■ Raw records
***

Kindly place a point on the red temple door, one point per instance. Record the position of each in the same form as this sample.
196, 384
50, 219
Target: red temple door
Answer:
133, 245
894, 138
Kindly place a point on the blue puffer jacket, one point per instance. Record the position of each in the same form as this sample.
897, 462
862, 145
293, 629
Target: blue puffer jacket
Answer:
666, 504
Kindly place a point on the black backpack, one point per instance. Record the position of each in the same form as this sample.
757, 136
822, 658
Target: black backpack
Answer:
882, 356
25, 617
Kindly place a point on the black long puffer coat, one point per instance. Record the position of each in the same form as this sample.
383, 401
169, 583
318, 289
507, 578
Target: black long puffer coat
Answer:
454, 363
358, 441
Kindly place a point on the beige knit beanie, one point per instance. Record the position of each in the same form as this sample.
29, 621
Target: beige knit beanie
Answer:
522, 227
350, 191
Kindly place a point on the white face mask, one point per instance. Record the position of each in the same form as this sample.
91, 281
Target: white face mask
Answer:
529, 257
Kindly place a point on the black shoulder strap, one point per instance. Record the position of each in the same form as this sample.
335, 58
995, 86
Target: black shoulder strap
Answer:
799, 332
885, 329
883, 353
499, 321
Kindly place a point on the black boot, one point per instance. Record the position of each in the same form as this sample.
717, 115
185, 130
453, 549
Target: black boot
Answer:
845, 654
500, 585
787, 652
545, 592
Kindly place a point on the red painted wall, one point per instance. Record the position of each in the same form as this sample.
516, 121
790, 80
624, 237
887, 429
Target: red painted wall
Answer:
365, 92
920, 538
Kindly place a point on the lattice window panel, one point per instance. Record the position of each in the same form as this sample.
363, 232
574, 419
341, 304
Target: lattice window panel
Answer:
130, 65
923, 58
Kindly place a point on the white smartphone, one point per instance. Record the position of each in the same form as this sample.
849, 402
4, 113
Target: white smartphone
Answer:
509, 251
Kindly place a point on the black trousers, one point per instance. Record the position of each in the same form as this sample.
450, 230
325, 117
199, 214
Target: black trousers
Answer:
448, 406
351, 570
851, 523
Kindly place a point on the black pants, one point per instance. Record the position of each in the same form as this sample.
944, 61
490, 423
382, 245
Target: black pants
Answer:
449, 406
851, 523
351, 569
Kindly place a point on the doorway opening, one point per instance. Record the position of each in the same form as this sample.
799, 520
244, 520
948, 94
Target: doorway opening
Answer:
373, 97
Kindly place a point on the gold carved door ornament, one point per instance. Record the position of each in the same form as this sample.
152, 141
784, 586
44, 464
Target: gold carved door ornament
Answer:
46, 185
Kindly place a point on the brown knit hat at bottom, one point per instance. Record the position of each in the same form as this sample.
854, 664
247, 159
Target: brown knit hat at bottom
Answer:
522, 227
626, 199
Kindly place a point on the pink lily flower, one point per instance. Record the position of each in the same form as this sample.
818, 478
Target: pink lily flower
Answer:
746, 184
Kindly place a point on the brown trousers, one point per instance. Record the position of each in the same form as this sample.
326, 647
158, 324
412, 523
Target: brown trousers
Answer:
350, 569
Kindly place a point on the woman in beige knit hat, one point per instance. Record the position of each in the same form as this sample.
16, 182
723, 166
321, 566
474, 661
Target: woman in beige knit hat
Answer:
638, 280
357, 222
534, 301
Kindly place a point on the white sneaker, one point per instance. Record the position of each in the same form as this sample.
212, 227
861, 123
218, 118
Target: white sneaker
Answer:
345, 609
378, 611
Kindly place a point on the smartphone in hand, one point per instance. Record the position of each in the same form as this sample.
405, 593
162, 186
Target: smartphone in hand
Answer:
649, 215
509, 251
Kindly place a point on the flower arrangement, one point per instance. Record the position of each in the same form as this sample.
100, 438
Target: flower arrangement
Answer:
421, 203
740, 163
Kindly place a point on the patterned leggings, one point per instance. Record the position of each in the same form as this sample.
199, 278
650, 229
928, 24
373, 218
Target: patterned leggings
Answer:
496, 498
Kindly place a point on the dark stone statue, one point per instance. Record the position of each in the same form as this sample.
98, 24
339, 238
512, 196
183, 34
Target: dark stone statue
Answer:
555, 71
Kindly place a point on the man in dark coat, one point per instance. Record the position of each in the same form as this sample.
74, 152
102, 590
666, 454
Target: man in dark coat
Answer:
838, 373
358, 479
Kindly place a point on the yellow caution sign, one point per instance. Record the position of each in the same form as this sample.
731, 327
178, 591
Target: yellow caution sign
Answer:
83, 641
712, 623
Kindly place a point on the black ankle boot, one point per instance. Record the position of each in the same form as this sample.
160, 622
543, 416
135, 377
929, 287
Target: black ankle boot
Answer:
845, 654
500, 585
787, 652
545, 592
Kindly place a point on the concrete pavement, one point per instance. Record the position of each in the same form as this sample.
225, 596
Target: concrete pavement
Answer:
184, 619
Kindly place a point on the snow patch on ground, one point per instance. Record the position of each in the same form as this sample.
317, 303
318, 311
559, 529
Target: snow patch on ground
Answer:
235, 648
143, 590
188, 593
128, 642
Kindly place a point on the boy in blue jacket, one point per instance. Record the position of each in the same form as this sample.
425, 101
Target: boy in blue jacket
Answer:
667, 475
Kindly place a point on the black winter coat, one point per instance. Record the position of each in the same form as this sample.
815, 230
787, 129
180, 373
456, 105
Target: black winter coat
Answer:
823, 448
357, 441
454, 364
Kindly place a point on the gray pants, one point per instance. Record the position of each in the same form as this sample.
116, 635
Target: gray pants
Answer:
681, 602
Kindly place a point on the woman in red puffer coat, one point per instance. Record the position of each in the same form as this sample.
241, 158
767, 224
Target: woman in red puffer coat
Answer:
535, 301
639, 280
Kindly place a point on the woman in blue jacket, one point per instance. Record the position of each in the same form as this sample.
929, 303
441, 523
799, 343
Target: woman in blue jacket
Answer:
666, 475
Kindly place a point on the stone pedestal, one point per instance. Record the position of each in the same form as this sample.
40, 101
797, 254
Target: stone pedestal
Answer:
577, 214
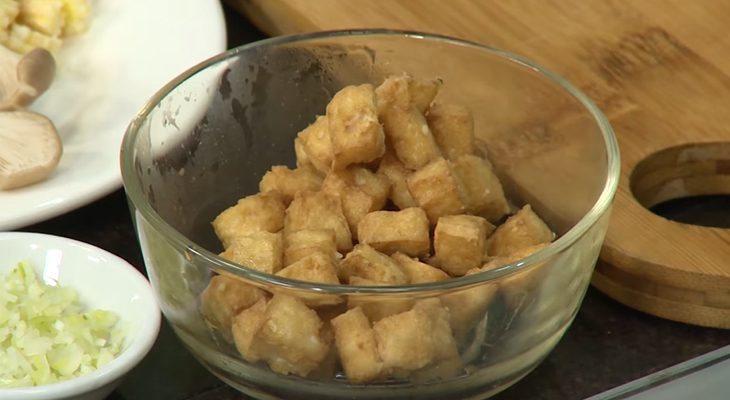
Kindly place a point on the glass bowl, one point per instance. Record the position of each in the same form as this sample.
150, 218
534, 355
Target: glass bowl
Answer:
206, 139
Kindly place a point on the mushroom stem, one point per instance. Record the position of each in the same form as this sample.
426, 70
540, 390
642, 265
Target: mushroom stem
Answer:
30, 148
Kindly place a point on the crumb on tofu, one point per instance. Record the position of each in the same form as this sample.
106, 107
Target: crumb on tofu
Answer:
436, 189
246, 325
459, 242
404, 341
452, 126
366, 262
253, 213
404, 125
355, 132
406, 231
223, 298
287, 182
289, 338
483, 193
305, 242
262, 251
355, 342
417, 271
521, 230
319, 210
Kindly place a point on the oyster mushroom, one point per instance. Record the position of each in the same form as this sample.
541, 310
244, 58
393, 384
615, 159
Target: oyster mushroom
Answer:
30, 148
24, 78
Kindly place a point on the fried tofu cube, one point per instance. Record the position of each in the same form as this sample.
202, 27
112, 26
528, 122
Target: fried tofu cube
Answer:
483, 193
290, 339
521, 230
404, 340
305, 242
262, 251
246, 324
223, 298
287, 182
391, 231
250, 214
404, 125
417, 271
376, 307
355, 132
446, 359
366, 262
315, 143
459, 242
319, 210
452, 127
437, 190
468, 306
396, 173
355, 342
422, 92
315, 268
359, 190
302, 158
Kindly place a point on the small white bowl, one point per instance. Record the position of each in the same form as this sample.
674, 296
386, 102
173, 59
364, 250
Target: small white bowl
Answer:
102, 280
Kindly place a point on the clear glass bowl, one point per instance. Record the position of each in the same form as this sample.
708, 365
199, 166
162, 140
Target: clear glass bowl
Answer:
204, 141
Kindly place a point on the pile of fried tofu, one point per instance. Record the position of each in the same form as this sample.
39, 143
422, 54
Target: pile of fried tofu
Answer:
389, 190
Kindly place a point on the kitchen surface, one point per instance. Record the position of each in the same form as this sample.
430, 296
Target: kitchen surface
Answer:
608, 344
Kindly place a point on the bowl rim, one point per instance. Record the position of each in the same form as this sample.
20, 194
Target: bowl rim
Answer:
138, 348
601, 205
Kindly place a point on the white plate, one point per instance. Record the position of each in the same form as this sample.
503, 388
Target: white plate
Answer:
105, 76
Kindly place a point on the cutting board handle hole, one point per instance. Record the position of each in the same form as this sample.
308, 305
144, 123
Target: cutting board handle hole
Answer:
686, 183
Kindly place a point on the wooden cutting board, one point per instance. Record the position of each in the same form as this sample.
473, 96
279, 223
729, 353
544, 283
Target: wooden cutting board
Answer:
660, 71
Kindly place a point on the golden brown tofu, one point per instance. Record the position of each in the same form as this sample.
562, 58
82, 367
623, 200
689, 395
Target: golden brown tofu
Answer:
356, 346
290, 340
366, 262
404, 340
246, 325
250, 214
262, 251
315, 268
446, 360
396, 173
377, 307
521, 230
303, 160
483, 193
356, 133
459, 242
316, 144
468, 306
391, 231
422, 92
287, 182
437, 190
404, 125
360, 191
452, 127
417, 271
223, 298
319, 210
303, 243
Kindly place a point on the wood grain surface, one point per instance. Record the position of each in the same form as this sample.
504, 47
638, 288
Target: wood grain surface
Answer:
659, 70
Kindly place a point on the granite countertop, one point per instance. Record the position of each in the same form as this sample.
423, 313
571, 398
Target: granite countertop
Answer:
607, 345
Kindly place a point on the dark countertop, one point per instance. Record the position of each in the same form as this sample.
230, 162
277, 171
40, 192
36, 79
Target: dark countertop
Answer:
607, 345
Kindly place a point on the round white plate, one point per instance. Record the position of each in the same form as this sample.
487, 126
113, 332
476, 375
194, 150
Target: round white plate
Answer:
104, 77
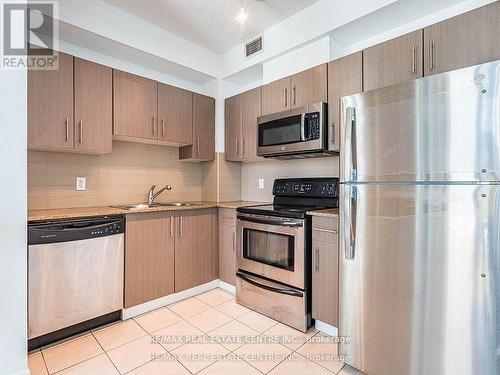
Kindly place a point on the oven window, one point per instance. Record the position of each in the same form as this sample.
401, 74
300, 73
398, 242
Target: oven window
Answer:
279, 132
269, 248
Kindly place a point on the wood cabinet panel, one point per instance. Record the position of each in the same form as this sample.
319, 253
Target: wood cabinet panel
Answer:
325, 272
468, 39
345, 77
193, 248
50, 106
397, 60
276, 96
232, 124
93, 106
309, 86
251, 109
227, 245
149, 257
175, 114
134, 106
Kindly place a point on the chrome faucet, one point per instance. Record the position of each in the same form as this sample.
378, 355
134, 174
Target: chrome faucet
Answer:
152, 195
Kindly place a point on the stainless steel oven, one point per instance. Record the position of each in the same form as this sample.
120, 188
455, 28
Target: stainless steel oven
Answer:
272, 247
297, 132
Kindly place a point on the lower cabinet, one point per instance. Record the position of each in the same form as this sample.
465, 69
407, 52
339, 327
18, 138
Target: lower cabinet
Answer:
325, 270
167, 252
194, 240
227, 245
149, 257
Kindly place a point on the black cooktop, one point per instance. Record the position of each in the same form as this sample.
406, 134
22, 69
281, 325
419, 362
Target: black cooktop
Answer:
293, 197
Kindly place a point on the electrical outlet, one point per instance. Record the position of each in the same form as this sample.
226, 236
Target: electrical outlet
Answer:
261, 184
81, 183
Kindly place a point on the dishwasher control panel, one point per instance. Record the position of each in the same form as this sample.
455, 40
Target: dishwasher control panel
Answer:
74, 230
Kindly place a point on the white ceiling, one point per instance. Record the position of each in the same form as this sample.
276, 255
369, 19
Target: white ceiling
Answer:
212, 23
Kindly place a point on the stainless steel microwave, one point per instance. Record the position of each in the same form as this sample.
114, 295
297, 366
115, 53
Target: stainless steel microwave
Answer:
296, 133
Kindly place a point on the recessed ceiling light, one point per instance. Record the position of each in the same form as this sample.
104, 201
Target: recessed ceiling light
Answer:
242, 16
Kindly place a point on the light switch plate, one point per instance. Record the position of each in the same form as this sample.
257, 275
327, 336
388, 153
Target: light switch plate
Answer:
261, 183
81, 183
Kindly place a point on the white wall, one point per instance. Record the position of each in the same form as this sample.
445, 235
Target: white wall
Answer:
13, 248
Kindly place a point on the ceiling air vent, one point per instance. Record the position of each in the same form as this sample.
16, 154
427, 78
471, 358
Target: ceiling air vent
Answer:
254, 46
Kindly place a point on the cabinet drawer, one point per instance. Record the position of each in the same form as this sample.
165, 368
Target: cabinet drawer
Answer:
227, 216
325, 229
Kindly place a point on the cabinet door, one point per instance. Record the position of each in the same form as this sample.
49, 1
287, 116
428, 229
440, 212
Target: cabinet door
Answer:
227, 245
134, 106
469, 39
309, 86
193, 248
50, 106
276, 96
397, 60
251, 109
149, 257
232, 124
93, 106
325, 270
345, 77
175, 114
203, 127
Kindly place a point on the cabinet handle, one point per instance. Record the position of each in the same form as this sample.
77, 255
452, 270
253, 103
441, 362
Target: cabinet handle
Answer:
67, 129
431, 54
414, 60
316, 263
333, 132
81, 132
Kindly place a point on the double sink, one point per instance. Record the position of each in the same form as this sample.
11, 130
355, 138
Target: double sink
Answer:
144, 206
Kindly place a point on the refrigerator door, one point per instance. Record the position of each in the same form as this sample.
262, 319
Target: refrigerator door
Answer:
445, 127
420, 279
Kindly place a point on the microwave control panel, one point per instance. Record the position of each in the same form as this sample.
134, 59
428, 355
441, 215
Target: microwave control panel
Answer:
313, 126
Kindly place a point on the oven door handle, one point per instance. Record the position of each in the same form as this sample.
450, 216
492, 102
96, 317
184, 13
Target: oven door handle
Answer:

***

■ STATED TASK
Lay out the lines as a numbered list, starting at the line that contains "Kindly place a point on the double" and ending at the last of the raw records above, with any blank lines left out.

■ ANSWER
1. Kindly place a point on the double sink, one point per instance. Record the position of each in the same form as this sample.
2. 11, 130
3. 355, 138
4. Target: double sink
5. Answer:
6. 144, 206
7. Kindly place a point on the refrigerator door, one point per instance. Record the position of each in the same form as this sample.
8. 262, 319
9. Target: refrigerator door
10. Answer:
11. 445, 127
12. 420, 279
13. Kindly place a point on the microwave control panel, one point per instance. Record the position of each in the same form as this sample.
14. 134, 59
15. 428, 355
16. 441, 215
17. Target: microwave control panel
18. Answer:
19. 313, 126
20. Kindly place a point on the oven door handle, one point per instance. Record the position of each in the same form as this sample.
21. 450, 216
22. 492, 102
23. 96, 317
24. 184, 13
25. Target: oven door handle
26. Answer:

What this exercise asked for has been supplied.